__PAGINA__
====

In America il Congressional Budget Office in un suo rapporto del 2014 ha evidenziato che i modelli adottati si basano su ipotesi teoriche altamente improbabili come l’assenza di disoccupazione involontaria, che assume che gli individui possano scegliere quante ore lavorare al salario determinato dal mercato, o come il presupposto che gli agenti economici siano pienamente razionali e lungimiranti. Secondo i modelli dell’equilibrio economico generale, inoltre, le politiche espansive spingono gli individui a ridurre i consumi, perché prevedono di pagare in futuro per ogni aumento di spesa pubblica o minori tasse del presente (equivalenza ricardiana) e tendono anche a spiazzare una notevole quantità di altre attività economiche (effetto spiazzamento), ma l’evidenza empirica non mostra prove sufficienti a sostegno di queste tesi (così Hemming R., Kell M., Mahfouz S., The Effectiveness of Fiscal Policy in Stimulating Economic Activity: A Review of the Literature, Working Paper no. 02/208, International Monetary Fund, Washington DC, 2002  tratto da http://www.economiaepolitica.it/tag/krugman/#sthash.7bXLfZ0m.dpuf).

====

__DATI FORNITI__

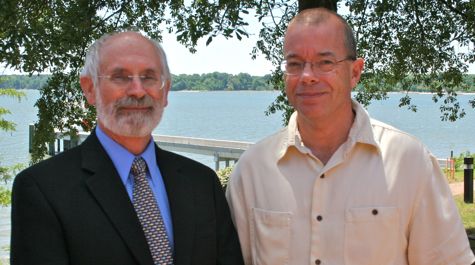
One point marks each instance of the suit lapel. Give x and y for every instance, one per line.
x=180, y=197
x=106, y=186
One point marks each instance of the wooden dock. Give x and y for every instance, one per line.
x=221, y=150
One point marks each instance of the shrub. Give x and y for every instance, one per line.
x=223, y=175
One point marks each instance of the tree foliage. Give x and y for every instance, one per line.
x=7, y=172
x=403, y=43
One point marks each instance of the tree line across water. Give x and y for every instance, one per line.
x=210, y=82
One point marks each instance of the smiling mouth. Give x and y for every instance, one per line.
x=311, y=95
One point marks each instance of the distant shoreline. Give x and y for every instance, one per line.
x=189, y=91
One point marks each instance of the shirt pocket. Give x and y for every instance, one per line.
x=371, y=235
x=270, y=236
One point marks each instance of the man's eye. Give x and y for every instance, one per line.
x=294, y=64
x=325, y=62
x=120, y=78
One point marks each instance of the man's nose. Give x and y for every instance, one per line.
x=136, y=88
x=308, y=76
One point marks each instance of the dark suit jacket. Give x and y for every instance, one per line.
x=73, y=209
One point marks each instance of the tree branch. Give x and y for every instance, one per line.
x=419, y=21
x=453, y=9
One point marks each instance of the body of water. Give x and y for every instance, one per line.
x=239, y=116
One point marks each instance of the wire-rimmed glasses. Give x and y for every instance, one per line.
x=319, y=66
x=123, y=81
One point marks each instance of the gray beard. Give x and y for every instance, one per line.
x=130, y=124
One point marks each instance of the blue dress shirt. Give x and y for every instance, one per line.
x=123, y=160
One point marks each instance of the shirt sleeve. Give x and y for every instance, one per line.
x=239, y=213
x=437, y=234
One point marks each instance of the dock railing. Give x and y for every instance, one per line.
x=221, y=150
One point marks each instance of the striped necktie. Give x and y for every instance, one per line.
x=149, y=215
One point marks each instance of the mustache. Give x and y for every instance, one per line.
x=145, y=101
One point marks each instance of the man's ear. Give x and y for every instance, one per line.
x=356, y=69
x=165, y=90
x=87, y=86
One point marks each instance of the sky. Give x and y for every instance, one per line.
x=222, y=55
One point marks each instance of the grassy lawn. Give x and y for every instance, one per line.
x=467, y=211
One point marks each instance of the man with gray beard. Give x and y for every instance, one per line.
x=118, y=198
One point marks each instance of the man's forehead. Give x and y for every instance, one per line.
x=317, y=54
x=131, y=49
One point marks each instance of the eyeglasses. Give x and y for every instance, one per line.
x=123, y=81
x=319, y=66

====

__OBIETTIVO DICHIARATO 1__
Nel brano sui modelli di equilibrio economico generale, come si chiama l'effetto per cui le politiche espansive tendono a sottrarre spazio a molte altre attività economiche?
__OBIETTIVO DICHIARATO 2__
Scrivi il seguito del brano sui modelli di equilibrio economico generale, cominciando subito dopo la sua ultima frase.

__RISPOSTA FINALE 1__
Si chiama effetto spiazzamento.

__RISPOSTA FINALE 2__
La difesa di Blanchard, secondo il quale si tratta di “dark corners” nei quali la teoria ed i modelli non funzionano bene, ma che delle corrette policies economiche possono evitare (scaricando quindi la colpa su chi fa politica economica, che andrebbe a cacciarsi in questi “angoli oscuri”) è stata demolita da Coppola con una frase che merita di essere riportata: “the desperate cry of an aging economist who discovers that the foundations upon which he has built his career are made of sand.” (il grido disperato di un anziano economista che scopre che le fondamenta sulla quali ha costruito la sua carriera sono fatte di sabbia). Applausi.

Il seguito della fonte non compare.